## [SET PROBLEM]
Can you express every line of the entries below as a JSON list of strings, one string per line, with blank lines and the pictures left out?

## [THE DATA]

━━━━━━━━━━━━━━━━

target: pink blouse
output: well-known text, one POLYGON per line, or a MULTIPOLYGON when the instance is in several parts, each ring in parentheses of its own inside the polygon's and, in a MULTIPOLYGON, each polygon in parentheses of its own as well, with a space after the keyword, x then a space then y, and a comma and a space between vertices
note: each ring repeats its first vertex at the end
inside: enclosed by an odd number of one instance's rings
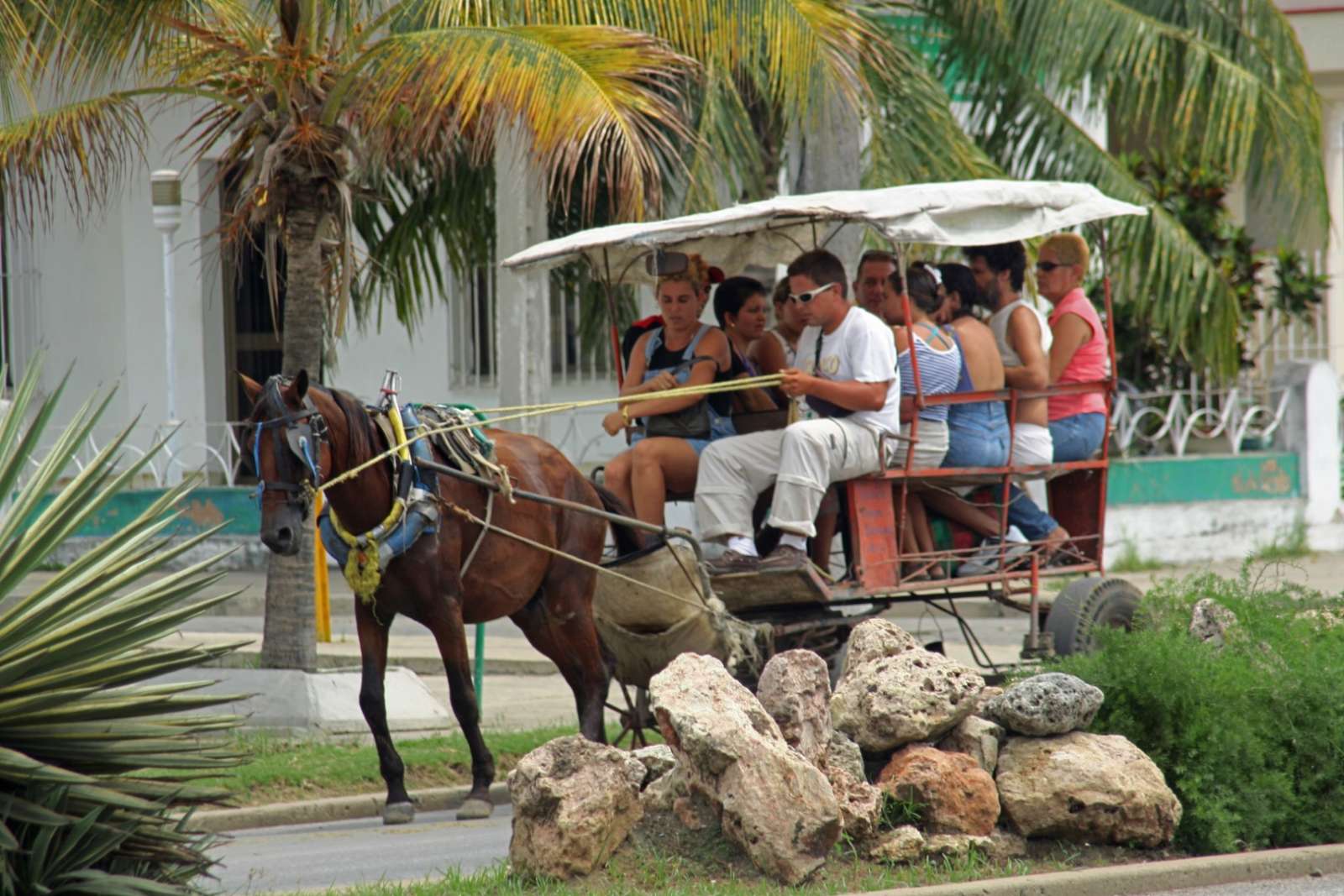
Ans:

━━━━━━━━━━━━━━━━

## [WRITTEN SOLUTION]
[
  "target: pink blouse",
  "output: well-known text, one POLYGON per line, or a MULTIPOLYGON when the instance is in several parts, each ring in parentheses of its own inside the polygon's and, in a MULTIPOLYGON, each polygon in parentheses of its own as well, with a space after the keyword, x then a space then y, and a comma and a space between vertices",
  "note: each ring repeats its first vertex at the end",
  "inside: enclosed by an odd number of one instance's rings",
  "Ans:"
]